= Exercise goal =
Starting with the line that contains "the green vertical" and going on through the end of the records, write those lines out again with "bear sculpture" swapped for "bear statue" and nothing else changed.

▬▬▬▬▬▬▬▬▬▬

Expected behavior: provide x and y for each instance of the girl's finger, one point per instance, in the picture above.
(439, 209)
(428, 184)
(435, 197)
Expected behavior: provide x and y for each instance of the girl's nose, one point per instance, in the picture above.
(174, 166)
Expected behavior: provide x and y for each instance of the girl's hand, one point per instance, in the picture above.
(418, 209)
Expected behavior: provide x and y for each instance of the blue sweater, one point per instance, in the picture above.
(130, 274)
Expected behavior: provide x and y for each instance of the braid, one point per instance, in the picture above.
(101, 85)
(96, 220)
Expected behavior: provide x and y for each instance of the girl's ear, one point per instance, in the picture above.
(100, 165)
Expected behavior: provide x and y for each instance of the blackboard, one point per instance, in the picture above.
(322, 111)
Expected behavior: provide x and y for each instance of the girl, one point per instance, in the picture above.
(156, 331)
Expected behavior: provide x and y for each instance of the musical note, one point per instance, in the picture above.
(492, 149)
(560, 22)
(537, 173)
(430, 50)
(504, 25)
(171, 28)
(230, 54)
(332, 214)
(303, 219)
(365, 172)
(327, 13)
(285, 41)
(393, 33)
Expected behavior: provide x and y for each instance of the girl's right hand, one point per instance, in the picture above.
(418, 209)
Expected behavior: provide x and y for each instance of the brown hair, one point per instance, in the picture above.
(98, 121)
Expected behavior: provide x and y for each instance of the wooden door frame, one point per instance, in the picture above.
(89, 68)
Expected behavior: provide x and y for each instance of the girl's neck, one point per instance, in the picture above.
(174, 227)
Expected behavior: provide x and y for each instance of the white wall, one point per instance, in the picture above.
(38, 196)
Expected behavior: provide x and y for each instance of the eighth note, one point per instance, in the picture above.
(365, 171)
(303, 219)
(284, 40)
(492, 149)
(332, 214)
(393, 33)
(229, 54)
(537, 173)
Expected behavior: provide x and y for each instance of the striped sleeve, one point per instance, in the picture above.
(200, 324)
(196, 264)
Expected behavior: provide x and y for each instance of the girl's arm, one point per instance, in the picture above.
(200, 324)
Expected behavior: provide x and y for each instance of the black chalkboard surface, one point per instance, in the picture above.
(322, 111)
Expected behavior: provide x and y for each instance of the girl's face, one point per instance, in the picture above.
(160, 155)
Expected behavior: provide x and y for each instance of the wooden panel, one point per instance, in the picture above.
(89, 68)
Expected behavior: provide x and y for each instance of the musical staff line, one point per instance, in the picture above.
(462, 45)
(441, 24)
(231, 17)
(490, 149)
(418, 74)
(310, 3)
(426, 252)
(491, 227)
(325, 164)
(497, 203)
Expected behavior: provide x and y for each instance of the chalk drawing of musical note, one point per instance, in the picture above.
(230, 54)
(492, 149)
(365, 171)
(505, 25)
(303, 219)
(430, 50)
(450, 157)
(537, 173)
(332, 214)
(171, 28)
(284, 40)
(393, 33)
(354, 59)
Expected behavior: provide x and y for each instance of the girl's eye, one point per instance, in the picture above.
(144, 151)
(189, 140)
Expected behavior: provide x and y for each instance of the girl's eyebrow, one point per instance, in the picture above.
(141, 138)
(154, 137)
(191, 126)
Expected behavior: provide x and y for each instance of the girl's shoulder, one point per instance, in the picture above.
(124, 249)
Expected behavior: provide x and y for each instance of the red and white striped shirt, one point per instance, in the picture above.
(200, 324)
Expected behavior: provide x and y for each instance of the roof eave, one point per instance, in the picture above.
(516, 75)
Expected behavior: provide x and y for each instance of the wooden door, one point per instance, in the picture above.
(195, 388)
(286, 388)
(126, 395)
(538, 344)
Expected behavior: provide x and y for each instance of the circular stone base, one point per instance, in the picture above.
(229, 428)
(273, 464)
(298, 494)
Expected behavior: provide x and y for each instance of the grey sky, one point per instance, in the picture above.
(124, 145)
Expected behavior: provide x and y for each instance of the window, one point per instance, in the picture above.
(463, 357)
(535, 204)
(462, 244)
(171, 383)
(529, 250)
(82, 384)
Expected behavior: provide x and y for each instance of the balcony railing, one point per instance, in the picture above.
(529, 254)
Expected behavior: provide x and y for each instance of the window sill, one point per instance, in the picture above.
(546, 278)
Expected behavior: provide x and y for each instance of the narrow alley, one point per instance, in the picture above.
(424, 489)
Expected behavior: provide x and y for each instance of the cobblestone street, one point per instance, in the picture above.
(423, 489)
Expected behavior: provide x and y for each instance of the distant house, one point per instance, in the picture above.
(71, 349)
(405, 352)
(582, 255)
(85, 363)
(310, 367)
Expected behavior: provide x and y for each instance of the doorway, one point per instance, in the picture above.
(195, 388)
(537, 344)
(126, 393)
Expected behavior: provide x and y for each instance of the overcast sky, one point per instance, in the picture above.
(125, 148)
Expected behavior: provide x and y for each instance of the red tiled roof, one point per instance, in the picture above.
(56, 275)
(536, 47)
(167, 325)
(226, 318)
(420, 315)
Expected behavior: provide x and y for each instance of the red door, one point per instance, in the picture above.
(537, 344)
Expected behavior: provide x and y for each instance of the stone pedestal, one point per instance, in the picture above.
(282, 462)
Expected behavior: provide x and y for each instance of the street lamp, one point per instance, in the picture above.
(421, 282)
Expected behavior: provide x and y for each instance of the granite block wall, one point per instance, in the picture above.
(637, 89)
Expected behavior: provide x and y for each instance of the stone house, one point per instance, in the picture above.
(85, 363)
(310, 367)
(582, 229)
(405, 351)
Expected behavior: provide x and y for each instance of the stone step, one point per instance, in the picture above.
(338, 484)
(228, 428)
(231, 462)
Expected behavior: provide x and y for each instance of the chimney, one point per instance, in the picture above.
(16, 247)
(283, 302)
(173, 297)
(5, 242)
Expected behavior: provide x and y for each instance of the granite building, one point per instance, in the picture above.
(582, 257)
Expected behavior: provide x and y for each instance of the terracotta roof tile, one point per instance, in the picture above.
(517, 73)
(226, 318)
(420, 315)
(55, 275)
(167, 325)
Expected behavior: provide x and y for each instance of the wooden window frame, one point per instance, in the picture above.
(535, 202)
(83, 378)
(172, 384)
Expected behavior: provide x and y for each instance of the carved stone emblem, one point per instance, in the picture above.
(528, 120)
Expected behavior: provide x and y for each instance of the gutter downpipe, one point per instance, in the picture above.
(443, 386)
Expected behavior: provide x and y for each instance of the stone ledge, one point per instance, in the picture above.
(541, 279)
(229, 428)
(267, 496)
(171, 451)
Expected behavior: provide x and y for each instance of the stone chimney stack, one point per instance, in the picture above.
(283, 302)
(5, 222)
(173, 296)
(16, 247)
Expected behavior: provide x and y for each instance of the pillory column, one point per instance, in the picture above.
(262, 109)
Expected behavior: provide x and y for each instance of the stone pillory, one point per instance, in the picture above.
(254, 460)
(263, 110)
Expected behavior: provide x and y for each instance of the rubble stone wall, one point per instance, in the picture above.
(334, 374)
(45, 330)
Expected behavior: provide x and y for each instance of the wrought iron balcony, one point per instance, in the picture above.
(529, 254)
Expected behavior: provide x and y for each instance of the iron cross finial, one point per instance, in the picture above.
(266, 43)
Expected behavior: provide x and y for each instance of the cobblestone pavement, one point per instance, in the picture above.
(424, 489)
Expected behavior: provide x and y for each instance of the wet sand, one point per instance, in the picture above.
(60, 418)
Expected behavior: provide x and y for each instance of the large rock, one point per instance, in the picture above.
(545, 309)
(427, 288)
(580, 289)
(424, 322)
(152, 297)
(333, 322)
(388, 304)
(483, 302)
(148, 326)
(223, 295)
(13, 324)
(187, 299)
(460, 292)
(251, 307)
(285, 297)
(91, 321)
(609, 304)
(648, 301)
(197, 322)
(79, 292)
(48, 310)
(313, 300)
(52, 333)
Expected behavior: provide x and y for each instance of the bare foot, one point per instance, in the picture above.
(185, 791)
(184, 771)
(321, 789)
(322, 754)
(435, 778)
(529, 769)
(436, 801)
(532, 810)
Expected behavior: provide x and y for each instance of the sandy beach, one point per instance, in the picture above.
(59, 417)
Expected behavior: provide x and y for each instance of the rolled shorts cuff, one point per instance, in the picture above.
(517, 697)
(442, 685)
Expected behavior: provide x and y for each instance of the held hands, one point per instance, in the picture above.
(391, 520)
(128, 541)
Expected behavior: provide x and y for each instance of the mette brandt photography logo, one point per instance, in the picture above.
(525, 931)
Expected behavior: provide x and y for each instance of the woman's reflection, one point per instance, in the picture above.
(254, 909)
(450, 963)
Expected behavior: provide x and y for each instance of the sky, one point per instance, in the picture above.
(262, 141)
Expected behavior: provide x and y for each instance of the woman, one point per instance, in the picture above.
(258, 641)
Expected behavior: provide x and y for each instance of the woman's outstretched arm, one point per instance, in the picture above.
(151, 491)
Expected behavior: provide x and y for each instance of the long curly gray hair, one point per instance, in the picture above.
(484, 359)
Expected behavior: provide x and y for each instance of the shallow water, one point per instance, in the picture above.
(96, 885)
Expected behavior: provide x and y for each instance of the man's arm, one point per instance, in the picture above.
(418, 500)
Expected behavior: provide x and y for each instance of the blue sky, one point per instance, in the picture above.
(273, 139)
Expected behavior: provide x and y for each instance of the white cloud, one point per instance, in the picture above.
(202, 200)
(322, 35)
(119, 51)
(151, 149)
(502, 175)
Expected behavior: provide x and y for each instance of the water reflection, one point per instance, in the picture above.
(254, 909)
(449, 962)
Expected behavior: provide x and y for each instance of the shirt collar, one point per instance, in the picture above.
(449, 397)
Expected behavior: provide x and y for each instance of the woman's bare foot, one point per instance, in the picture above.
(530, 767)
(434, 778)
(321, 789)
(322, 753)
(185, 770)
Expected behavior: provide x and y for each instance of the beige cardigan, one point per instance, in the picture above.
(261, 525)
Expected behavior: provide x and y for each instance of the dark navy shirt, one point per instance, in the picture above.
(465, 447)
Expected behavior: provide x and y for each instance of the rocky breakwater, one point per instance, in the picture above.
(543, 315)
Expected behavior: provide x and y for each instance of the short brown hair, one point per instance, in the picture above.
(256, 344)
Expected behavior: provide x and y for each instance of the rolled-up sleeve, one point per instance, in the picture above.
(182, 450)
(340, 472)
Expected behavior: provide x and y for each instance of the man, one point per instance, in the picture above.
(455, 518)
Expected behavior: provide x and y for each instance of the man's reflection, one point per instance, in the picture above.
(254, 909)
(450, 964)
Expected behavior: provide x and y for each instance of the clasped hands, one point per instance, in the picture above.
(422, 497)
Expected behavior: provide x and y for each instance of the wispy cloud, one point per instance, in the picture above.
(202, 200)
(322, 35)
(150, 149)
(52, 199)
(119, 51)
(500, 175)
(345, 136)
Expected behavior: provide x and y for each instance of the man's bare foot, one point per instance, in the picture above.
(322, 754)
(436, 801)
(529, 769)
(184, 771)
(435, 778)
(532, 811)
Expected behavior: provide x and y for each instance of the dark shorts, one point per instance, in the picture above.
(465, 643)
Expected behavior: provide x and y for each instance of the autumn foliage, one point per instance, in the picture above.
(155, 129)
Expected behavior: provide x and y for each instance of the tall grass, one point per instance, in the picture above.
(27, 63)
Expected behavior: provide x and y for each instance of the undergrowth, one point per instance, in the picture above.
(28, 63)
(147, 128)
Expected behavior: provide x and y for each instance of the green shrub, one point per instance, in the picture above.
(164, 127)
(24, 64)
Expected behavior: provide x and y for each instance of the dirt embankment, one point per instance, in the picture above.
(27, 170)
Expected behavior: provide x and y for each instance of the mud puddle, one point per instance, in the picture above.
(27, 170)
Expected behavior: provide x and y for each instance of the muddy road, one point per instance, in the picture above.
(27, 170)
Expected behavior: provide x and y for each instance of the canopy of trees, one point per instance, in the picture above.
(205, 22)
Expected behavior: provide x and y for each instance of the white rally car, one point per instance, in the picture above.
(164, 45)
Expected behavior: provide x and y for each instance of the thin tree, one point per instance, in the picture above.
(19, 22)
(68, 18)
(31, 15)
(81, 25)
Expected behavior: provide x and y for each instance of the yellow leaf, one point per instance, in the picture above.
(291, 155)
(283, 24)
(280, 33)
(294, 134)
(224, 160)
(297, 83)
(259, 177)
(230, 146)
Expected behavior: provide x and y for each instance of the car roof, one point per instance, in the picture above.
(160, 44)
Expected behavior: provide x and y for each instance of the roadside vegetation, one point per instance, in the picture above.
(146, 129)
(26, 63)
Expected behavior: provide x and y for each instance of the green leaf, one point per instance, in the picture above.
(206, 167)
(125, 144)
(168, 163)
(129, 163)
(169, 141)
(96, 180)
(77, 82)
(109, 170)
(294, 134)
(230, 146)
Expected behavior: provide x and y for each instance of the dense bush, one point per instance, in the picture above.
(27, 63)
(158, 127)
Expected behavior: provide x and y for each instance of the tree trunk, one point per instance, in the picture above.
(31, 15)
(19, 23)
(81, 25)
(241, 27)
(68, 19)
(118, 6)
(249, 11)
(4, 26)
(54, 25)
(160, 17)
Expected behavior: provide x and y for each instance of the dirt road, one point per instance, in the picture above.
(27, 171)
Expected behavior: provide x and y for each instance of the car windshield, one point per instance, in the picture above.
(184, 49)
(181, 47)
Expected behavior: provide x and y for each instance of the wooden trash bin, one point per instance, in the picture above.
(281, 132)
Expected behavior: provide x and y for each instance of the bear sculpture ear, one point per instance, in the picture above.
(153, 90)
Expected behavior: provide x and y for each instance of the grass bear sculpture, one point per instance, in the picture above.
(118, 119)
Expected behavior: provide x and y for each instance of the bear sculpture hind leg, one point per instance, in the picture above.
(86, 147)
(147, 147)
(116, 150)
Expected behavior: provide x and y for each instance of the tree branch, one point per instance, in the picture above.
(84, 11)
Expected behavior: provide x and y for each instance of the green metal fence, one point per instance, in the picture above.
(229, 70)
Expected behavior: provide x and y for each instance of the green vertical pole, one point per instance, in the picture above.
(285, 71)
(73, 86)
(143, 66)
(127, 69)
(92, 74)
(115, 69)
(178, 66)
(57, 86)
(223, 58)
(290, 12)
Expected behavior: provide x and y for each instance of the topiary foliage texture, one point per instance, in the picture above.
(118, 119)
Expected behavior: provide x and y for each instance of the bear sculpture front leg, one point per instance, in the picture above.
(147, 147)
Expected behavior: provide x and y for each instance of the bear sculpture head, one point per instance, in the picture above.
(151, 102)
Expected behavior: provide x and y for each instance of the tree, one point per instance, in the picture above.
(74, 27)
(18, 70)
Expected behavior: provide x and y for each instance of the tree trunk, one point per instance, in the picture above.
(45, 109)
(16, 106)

▬▬▬▬▬▬▬▬▬▬

= Solution to the exercise =
Expected behavior: provide x and y for each instance of the green vertical pole, one point per instance, in the picture above.
(285, 71)
(73, 86)
(143, 66)
(127, 69)
(92, 74)
(115, 69)
(178, 66)
(57, 86)
(223, 58)
(290, 12)
Expected behavior: provide x and y for each instance of the topiary foliage texture, one point per instance, in the picture above.
(118, 119)
Expected behavior: provide x and y for each instance of the bear statue front leg, one point per instance, in the picture above.
(147, 147)
Expected behavior: provide x and y for each instance of the bear statue head, one point per instance, in the picture above.
(151, 102)
Expected behavior: provide x and y for each instance of the tree, one point per instance, in the picture above.
(74, 27)
(18, 70)
Expected behavior: provide x and y for each instance of the tree trunk, one point per instance, in the picture above.
(45, 109)
(16, 106)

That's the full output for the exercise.